遺贈とは

遺贈とは、遺言によって他人に財産を与えることです。生前における財産処分の自由を死後にまで及ぼすもので、相続人以外の人にも遺産を与えることができます。

目次

遺贈の種類

遺贈には、包括遺贈と特定遺贈の二つがあります。いずれの遺贈も負担付にしたり、停止条件付にしたりすることができます。

(1)包括遺贈
包括遺贈とは、遺産の全部または一部につき何分の一というような一定割合を示してなされる遺贈です。
包括受遺者は、相続人と同一の権利義務を有することになります。ただし、包括受遺者が相続人でなければ、次の規定は適用されません。

<適用されない規定>
・基礎控除の計算上加算される相続人数
・生命保険金等及び退職手当金等に係る非課税金額
・相次相続控除

また、受遺者が遺贈者の一親等の親族及び配偶者以外の者であれば、相続税の二割加算の対象となります。

(2)特定遺贈
特定遺贈とは、特定の具体的な財産的利益によりなされる遺贈です。
特定遺贈には、特定物遺贈と不特定物遺贈に分けられます。特定物遺贈の場合には、遺言の効力の発生のときに目的物の所有権が受遺者に移ります。

(民法964条 包括遺贈及び特定遺贈)
遺言者は、包括または特定の名義で、その財産の全部または一部を処分することができる。ただし、遺留分に関する規定に違反することができない。

<受遺者と遺贈義務者>
受遺者:遺贈によって利益を受ける者…遺贈の効力発生のときに生存している必要がある。

データ項目
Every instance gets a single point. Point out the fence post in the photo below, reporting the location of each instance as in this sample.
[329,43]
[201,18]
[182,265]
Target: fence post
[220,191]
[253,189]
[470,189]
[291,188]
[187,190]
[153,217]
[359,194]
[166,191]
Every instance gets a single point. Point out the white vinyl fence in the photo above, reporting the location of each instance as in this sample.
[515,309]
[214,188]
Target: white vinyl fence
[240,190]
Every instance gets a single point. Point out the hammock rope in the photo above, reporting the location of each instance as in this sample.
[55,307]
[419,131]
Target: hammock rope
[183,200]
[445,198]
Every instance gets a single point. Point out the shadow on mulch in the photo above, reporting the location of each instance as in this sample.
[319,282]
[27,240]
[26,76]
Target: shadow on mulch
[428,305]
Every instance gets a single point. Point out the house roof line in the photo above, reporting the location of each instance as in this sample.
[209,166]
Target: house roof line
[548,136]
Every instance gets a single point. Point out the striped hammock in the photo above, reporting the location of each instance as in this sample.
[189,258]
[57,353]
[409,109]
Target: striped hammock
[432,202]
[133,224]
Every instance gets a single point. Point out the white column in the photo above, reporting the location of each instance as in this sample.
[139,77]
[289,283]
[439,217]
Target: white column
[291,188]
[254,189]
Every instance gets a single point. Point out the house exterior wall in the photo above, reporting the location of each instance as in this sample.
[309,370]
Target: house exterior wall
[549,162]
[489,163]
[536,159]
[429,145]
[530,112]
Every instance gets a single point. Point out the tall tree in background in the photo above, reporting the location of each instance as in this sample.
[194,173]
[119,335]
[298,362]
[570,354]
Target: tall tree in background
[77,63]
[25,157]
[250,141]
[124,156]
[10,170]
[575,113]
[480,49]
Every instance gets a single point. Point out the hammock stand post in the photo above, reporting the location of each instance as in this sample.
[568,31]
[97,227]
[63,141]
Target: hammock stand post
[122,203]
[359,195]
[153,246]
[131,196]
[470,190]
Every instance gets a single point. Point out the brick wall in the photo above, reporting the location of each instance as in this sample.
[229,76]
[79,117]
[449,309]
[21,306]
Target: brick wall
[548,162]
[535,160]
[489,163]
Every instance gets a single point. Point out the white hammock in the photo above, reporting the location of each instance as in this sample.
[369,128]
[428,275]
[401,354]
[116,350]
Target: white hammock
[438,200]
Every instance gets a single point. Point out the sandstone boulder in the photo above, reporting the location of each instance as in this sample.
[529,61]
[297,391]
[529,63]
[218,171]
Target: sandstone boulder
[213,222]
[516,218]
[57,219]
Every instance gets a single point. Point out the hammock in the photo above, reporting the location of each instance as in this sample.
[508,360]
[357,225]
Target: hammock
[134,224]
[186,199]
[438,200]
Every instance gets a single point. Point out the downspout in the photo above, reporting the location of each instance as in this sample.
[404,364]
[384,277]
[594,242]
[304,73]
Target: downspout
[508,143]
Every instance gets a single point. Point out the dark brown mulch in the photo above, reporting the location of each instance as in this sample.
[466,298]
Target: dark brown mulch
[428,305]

作業の指示 ▸
遺贈の解説を、最後の文の次から書き進めてもらえますか。 これらの項目は、遺贈の解説とは別の資料です。

回答 ▸
遺贈義務者:遺贈を実行すべき義務を有している者…原則として相続人、遺言があれば遺言執行者が遺贈義務者となる。

遺贈の承認・放棄

包括遺贈は相続と同様に扱われます。そのため、放棄する場合には包括遺贈のあったことを知った時から3か月以内に放棄の旨を家庭裁判所に申述する必要があります。
受遺者は、遺言者の死亡後、いつでも遺贈の放棄をすることができます。遺贈の放棄は、遺言者の死亡の時に遡ってその効力を生ずることとなります。
また、遺贈を放棄した場合には、撤回することはできません。

(民法986 遺贈の放棄)
受遺者は、遺言者の死亡後、いつでも、遺贈の放棄をすることができる。
2遺贈の放棄は、遺言者の死亡の時にさかのぼってその効力を生ずる。

(民法989 遺贈の承認及び放棄の撤回及び取消し)
遺贈の承認及び放棄は、撤回することができない。
2第919条第2項及び第3項の規定は、遺贈の承認及び放棄について準用する。

遺贈の無効・取消し

遺贈は遺言で実行されるため、遺言に無効の原因があれば遺贈も無効となります。また、遺言は法律行為となるため、法律行為の無効・取消原因があった場合にも無効等になります。

<遺言に特有の無効原因>
・遺言能力の欠如
・所定の方式の欠如

<遺贈に特有の無効原因>
・遺言者の死亡以前に受遺者が死亡した場合
・停止条件付の遺贈について受遺者が条件の成就前に死亡した場合
・遺贈の目的となっている権利が遺言者の死亡の時に相続財産に属していない場合

(民法994条 受遺者の死亡による遺贈の失効)
遺贈は、遺言者の死亡以前に受遺者が死亡したときは、その効力を生じない。
2停止条件付きの遺贈については、受遺者がその条件の成就前に死亡したときも、前項と同様とする。ただし、遺言者がその遺言に別段の意思を表示したときは、その意思に従う。

(民法996条 相続財産に属しない権利の遺贈)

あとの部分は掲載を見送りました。